AIM 1: Please revise the book review below from "We've often joked" to "with catastrophic consequences.", inclusive, replacing "nostrums" with "remedies".
━━ EXTRACTED TEXT ━━
- Hamilton, Eric M.
An Inconvenient Presidency.
Seattle: CreateSpace, 2016.
ISBN 978-1-5368-7363-4.
-
This novella (89 pages in the Kindle edition) is a delightful
romp into alternative history and the multiverse. Al Gore was
elected president in 2000 and immediately informed of a capability
so secret he had never been told of it, even as Vice President.
He was handed a gadget, the METTA, which allowed a limited kind of
time travel. Should he, or the country, find itself in a
catastrophic and seemingly unrecoverable situation, he could press
its red button and be mentally transported back in time to a
reset point, set just after his election, to give it another try.
But, after the reset, he would retain all of his knowledge
of the events which preceded it.
Haven't you imagined going back in time and explaining to your
younger self all of the things you've learned by trial and error
and attendant bruises throughout your life? The shadowy Government
Apperception Liberation Authority—GALA—has endowed presidents
with this capability. This seems so bizarre the new president
Gore pays little attention to it. But when an unanticipated and
almost unimaginable event occurs, he presses the button.
~KRRZKT~
Well, we won't let that happen! And it doesn't, but something
else does: reset. This job isn't as easy as it appeared: reset,
reset, reset.
We've often joked about the
“Gore
Effect”: the correlation between unseasonably cold weather
and Al Gore's appearance to promote his nostrums of “anthropogenic
global warming”. Here, Al Gore begins to think there is a
greater Gore Effect: that regardless of what he does and what he
learns from previous experience and a myriad of disasters, something
always goes wrong with catastrophic consequences.
━━━
━━ DATA ROWS ━━
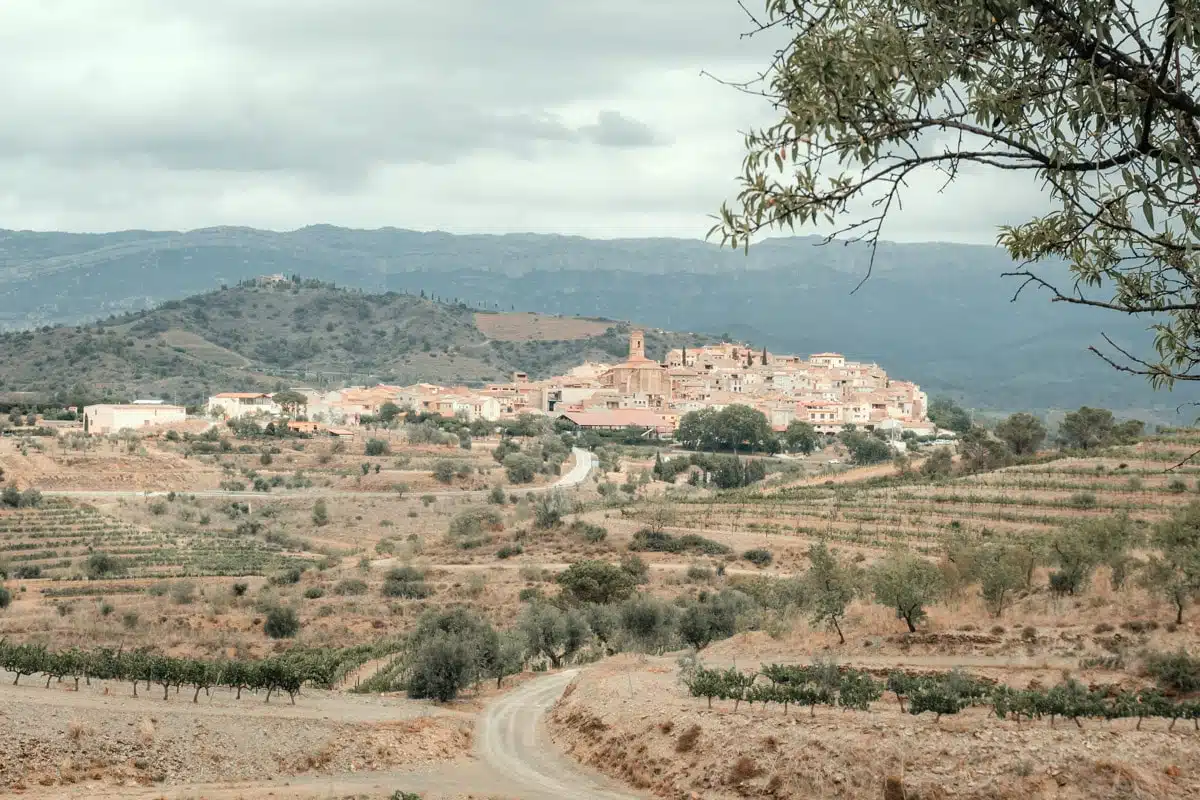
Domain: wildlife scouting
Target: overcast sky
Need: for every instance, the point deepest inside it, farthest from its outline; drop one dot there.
(468, 116)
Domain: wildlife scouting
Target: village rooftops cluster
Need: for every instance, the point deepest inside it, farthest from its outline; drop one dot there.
(823, 390)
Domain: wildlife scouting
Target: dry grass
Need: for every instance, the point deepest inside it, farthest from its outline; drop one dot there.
(538, 328)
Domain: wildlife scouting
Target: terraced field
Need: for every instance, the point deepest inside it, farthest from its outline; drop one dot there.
(54, 540)
(1017, 503)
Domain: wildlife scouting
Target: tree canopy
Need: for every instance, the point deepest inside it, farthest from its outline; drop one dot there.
(1096, 101)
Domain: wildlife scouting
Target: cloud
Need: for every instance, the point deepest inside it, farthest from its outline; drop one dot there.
(615, 130)
(479, 115)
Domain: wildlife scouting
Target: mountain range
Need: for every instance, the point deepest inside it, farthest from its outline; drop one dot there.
(937, 313)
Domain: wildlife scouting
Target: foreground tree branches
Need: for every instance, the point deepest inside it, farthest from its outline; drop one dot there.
(1096, 100)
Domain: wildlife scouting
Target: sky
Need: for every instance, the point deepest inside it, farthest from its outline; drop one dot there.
(467, 116)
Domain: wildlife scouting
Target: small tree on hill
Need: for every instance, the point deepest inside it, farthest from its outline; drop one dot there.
(831, 587)
(595, 582)
(801, 437)
(907, 583)
(319, 512)
(1024, 433)
(281, 623)
(1175, 576)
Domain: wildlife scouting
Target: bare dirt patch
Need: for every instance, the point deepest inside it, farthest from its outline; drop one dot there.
(615, 721)
(538, 328)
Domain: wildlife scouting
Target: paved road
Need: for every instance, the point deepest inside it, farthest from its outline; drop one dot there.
(585, 462)
(514, 758)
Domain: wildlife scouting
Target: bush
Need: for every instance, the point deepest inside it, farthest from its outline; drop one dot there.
(286, 577)
(183, 593)
(655, 541)
(444, 470)
(407, 583)
(509, 551)
(595, 582)
(351, 587)
(589, 533)
(759, 557)
(474, 523)
(319, 513)
(1177, 671)
(101, 565)
(1083, 500)
(520, 468)
(281, 623)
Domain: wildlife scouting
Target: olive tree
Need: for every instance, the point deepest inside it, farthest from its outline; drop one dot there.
(907, 583)
(1096, 101)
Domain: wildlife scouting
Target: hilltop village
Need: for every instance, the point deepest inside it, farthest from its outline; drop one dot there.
(823, 390)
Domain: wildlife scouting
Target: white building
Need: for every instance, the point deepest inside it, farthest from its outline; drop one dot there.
(112, 417)
(232, 405)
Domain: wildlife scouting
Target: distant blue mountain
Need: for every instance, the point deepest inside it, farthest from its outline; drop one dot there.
(937, 313)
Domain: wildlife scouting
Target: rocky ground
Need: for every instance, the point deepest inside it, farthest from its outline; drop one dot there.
(147, 743)
(633, 720)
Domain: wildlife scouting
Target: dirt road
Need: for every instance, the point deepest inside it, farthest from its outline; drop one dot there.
(511, 739)
(581, 468)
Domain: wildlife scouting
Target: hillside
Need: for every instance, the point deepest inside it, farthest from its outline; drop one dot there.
(936, 313)
(261, 336)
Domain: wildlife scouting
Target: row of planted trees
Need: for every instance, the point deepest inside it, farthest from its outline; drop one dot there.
(951, 692)
(282, 673)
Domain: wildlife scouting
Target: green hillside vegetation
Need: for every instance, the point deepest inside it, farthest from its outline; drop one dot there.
(259, 337)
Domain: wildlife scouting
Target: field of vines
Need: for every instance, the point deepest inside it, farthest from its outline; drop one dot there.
(288, 672)
(52, 541)
(1017, 503)
(939, 693)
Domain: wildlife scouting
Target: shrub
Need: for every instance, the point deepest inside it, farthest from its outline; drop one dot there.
(1176, 671)
(509, 551)
(101, 565)
(589, 533)
(319, 513)
(407, 583)
(520, 468)
(351, 587)
(444, 470)
(595, 582)
(474, 523)
(657, 541)
(1083, 500)
(759, 557)
(183, 593)
(286, 577)
(281, 623)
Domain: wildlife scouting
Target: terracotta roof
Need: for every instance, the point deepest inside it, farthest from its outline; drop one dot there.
(618, 419)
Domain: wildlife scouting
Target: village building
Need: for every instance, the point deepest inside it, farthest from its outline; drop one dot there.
(113, 417)
(233, 405)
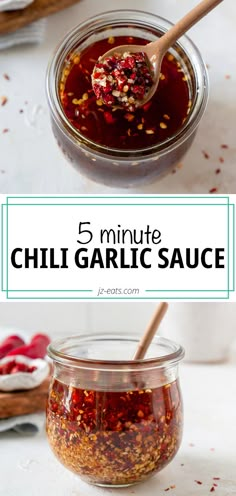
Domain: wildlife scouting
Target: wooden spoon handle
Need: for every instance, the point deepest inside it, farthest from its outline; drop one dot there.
(195, 15)
(11, 21)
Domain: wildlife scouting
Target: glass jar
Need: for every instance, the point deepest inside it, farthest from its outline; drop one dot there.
(121, 167)
(112, 420)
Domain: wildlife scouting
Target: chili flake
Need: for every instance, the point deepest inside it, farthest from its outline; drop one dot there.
(206, 155)
(114, 437)
(3, 100)
(122, 80)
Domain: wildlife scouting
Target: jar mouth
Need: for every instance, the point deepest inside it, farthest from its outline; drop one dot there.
(75, 351)
(139, 19)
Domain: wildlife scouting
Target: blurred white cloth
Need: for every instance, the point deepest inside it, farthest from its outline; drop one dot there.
(24, 424)
(6, 5)
(33, 33)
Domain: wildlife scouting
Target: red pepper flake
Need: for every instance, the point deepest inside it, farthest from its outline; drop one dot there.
(122, 79)
(206, 155)
(109, 118)
(3, 100)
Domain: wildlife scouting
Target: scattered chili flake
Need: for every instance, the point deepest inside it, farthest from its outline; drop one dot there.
(4, 100)
(206, 155)
(122, 80)
(163, 125)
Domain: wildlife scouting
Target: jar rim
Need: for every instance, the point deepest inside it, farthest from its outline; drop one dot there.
(165, 146)
(56, 351)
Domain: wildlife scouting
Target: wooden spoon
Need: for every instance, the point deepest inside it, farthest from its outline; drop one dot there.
(156, 50)
(150, 331)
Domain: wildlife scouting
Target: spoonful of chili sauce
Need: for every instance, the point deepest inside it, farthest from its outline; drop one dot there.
(127, 76)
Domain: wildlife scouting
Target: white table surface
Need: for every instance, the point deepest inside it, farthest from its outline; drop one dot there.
(30, 161)
(28, 468)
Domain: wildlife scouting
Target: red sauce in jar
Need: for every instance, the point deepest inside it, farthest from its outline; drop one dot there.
(158, 120)
(117, 437)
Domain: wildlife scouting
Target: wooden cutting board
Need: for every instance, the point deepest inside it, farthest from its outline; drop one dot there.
(24, 402)
(11, 21)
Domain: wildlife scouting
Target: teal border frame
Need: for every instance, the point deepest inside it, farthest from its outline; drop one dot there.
(230, 207)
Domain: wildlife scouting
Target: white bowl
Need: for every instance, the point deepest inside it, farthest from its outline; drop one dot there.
(6, 5)
(24, 380)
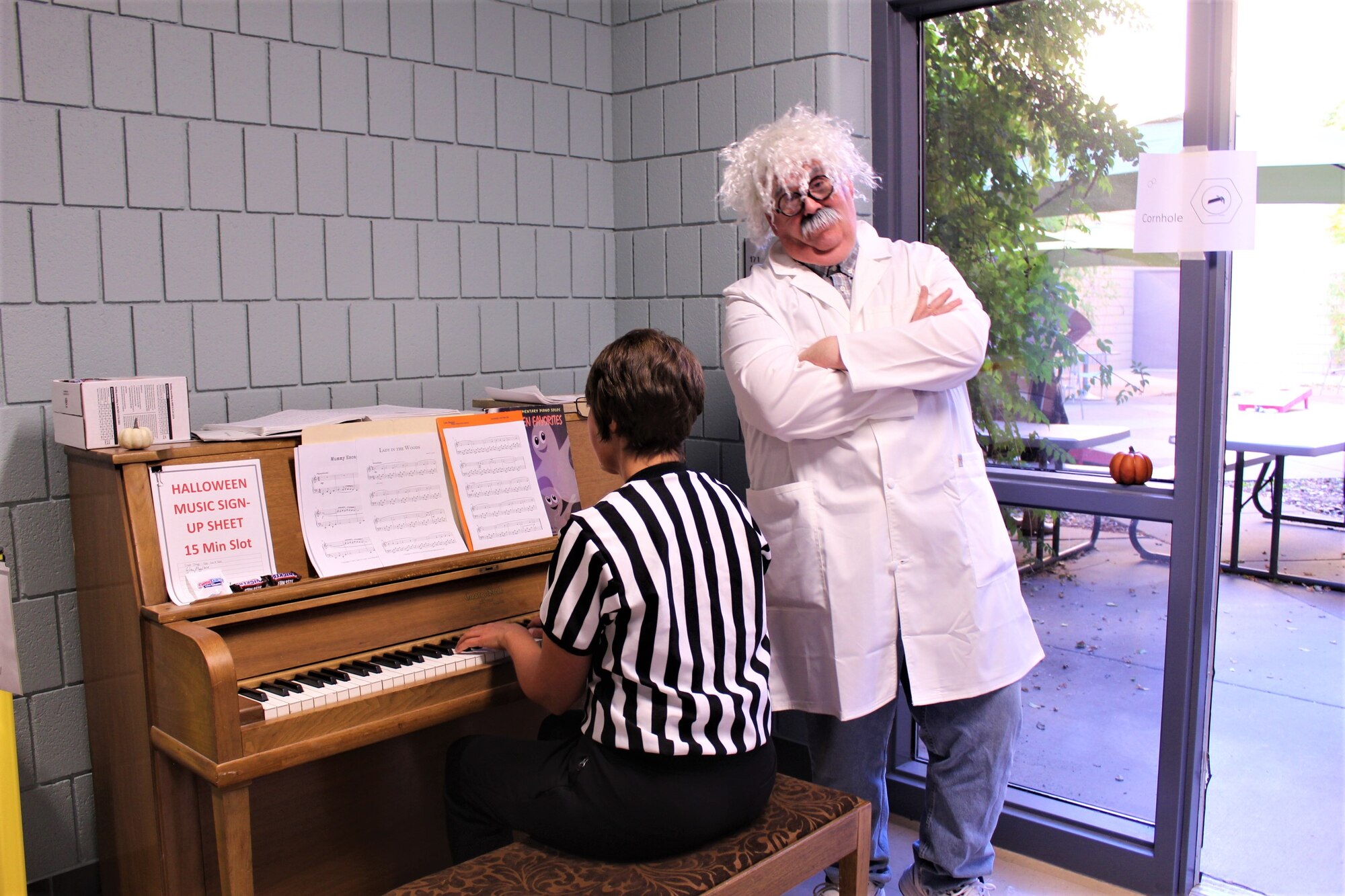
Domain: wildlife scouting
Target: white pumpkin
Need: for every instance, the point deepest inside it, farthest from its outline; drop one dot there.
(137, 436)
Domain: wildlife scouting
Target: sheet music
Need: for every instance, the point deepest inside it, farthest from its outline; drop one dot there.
(493, 474)
(375, 502)
(212, 517)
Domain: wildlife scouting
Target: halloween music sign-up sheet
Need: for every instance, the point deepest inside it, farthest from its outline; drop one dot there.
(212, 517)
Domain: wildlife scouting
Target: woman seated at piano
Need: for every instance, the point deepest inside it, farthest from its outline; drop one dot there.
(653, 615)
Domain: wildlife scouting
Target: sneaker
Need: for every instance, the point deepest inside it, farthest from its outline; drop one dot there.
(828, 888)
(911, 885)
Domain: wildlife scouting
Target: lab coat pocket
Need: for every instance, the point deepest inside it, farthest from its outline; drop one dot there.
(790, 520)
(988, 541)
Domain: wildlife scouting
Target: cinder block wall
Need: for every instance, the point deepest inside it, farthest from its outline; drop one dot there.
(310, 204)
(688, 80)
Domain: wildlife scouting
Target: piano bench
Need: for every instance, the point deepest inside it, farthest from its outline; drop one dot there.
(804, 829)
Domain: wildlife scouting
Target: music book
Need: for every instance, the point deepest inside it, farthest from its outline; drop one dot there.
(549, 442)
(490, 469)
(376, 502)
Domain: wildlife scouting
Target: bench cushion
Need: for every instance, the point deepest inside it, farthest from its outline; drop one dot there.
(796, 810)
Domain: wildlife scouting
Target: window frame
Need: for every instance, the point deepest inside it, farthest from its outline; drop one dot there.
(1161, 857)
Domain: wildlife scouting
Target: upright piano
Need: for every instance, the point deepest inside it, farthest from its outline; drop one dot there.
(201, 788)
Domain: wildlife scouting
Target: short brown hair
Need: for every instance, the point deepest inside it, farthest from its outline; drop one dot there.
(652, 386)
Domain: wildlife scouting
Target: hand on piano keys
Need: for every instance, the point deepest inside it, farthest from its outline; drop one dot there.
(352, 678)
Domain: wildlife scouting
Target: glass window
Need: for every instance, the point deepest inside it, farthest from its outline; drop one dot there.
(1035, 118)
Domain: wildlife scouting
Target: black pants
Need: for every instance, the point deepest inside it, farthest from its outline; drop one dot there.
(594, 801)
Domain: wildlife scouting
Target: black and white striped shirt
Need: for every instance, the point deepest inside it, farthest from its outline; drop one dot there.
(662, 584)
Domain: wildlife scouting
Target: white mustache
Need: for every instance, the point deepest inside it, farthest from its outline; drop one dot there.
(820, 220)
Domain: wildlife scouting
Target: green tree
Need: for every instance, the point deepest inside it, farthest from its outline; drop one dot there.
(1009, 130)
━━━
AIM 2: Show each line of the listing above that contains the word "wooden".

WORKED SOLUTION 1:
We've often joked about the
“Gore
Effect”: the correlation between unseasonably cold weather
and Al Gore's appearance to promote his remedies of “anthropogenic
global warming”. Here, Al Gore begins to think there is a
greater Gore Effect: that regardless of what he does and what he
learns from previous experience and a myriad of disasters, something
always goes wrong with catastrophic consequences.

WORKED SOLUTION 2:
Target: wooden spoon handle
Target: wooden spoon
Target: wooden cutting board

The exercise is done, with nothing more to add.